- **The problem**:
Copy out the text about Dani Admiss's Making Time project in full, word for word.

- **Text excerpt**:
----------
Dani Admiss
From zero-hours contracts or 8-week international exhibition runs, today, much professional art practice in the UK functions in a largely extractive and colonial manner, predicated on the exploitation of labour, mobility and resources and denying culpability in a world of ecocide, violence and contradiction. Transitioning from toxic high-energy and wasteful systems to low-carbon and circular practices in the arts could disrupt these patterns, creating lighter and more equitable circuits of exhibition, prestige, and funding but this is far from guaranteed; and as the UK continues to experience austere spending cuts, volatility and uncertainty, historic divisions in power and opportunity are likely to deepen – in the arts and elsewhere. During the Making Time period, Dani Admiss will spend time with the available departments at King’s College London, Loughborough University and University of Brighton to develop a collaboratively authored and intersectional ‘roadmap’ towards a just and circular world for art workers in the UK and beyond. Drawing on research in abolition, open-ended pedagogy, palliative care and pyschoaffective and relational practices, she will co-create a public declaration and direction for future livability.
----------
- **Provided data**:
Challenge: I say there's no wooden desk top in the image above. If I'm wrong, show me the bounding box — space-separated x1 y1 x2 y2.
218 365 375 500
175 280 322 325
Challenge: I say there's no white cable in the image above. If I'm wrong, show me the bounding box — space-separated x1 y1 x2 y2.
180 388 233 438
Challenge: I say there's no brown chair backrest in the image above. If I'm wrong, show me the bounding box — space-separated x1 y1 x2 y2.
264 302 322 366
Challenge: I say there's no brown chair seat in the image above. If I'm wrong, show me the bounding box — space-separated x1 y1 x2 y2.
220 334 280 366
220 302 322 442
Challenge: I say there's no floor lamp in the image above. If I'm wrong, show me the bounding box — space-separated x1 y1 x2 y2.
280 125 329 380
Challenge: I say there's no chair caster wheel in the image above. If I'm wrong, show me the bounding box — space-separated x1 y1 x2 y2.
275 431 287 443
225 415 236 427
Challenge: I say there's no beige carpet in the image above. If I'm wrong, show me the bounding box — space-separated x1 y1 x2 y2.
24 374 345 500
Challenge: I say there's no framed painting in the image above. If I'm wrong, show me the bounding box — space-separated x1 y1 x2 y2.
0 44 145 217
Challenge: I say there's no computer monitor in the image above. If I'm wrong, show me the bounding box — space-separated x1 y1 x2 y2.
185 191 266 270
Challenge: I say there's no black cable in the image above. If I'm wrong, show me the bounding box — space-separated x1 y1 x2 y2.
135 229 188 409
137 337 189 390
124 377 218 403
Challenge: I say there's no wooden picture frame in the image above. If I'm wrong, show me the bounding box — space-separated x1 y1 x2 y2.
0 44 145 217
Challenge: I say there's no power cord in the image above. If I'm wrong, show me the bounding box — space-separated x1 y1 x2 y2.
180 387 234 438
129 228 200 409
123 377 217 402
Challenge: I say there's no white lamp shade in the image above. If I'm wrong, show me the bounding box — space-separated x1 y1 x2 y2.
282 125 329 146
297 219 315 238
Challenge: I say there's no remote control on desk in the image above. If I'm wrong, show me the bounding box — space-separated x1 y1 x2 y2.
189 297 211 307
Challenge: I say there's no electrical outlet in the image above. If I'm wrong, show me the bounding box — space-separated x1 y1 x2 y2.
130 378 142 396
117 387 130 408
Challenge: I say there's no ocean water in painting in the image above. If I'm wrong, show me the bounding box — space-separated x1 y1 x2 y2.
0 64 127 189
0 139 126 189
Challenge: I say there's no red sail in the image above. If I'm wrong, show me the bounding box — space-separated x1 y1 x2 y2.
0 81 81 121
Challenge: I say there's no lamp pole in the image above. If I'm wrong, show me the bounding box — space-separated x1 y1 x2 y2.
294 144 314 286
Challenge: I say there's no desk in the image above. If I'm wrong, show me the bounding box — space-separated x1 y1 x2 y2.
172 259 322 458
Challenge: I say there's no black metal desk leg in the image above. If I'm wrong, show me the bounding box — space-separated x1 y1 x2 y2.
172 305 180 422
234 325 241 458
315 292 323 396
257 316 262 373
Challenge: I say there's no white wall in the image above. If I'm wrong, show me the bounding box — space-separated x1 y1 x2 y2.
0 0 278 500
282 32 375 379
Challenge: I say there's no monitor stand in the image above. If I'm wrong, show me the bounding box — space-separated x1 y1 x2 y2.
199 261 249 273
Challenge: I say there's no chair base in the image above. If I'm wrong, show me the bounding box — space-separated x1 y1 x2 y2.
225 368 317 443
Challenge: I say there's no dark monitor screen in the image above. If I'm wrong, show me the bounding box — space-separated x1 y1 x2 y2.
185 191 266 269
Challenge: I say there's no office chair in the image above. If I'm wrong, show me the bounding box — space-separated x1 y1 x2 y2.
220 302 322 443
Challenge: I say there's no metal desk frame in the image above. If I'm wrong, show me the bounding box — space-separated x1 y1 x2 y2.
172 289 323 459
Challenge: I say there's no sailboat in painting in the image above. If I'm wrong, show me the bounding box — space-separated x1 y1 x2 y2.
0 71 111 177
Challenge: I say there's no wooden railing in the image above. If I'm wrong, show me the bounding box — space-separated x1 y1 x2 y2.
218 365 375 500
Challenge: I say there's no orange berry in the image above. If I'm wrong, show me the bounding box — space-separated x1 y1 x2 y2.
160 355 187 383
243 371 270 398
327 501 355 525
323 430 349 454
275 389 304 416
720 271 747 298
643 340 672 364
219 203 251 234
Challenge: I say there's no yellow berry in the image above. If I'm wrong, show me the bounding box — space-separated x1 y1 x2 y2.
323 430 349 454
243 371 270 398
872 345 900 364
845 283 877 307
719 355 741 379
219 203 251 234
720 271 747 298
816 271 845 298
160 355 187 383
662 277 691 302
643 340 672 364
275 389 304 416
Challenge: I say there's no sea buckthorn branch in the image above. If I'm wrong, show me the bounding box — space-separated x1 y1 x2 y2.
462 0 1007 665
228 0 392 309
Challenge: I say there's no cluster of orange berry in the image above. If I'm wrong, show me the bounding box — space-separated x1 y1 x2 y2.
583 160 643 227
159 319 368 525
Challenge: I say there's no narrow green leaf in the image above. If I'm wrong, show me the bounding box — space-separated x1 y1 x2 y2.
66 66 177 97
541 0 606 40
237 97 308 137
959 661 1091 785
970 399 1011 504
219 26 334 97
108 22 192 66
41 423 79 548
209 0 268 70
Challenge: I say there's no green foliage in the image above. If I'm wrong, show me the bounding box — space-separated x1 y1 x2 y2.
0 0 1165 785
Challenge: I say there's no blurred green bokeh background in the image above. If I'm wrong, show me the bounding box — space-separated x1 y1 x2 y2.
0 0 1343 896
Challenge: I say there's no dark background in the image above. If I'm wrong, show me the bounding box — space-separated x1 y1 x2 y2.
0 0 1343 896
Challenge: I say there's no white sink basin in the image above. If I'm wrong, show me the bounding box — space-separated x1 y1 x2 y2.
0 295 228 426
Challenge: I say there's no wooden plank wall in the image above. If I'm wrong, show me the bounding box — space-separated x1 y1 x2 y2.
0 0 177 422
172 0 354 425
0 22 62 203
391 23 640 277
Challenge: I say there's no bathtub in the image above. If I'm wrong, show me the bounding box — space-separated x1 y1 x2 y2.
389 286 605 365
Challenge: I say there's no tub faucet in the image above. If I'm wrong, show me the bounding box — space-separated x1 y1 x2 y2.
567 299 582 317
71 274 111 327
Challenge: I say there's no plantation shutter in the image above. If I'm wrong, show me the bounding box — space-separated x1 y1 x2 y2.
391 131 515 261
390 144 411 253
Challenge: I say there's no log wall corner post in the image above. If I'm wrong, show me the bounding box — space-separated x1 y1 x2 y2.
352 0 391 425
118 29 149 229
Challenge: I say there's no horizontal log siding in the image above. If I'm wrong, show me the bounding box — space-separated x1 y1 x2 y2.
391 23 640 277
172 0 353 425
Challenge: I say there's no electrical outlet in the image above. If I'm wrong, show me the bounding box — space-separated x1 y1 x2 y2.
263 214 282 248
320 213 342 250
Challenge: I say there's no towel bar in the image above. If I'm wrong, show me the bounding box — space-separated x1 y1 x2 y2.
----------
- **Output**:
Dani Admiss
From zero-hours contracts or 8-week international exhibition runs, today, much professional art practice in the UK functions in a largely extractive and colonial manner, predicated on the exploitation of labour, mobility and resources and denying culpability in a world of ecocide, violence and contradiction. Transitioning from toxic high-energy and wasteful systems to low-carbon and circular practices in the arts could disrupt these patterns, creating lighter and more equitable circuits of exhibition, prestige, and funding but this is far from guaranteed; and as the UK continues to experience austere spending cuts, volatility and uncertainty, historic divisions in power and opportunity are likely to deepen – in the arts and elsewhere. During the Making Time period, Dani Admiss will spend time with the available departments at King’s College London, Loughborough University and University of Brighton to develop a collaboratively authored and intersectional ‘roadmap’ towards a just and circular world for art workers in the UK and beyond. Drawing on research in abolition, open-ended pedagogy, palliative care and pyschoaffective and relational practices, she will co-create a public declaration and direction for future livability.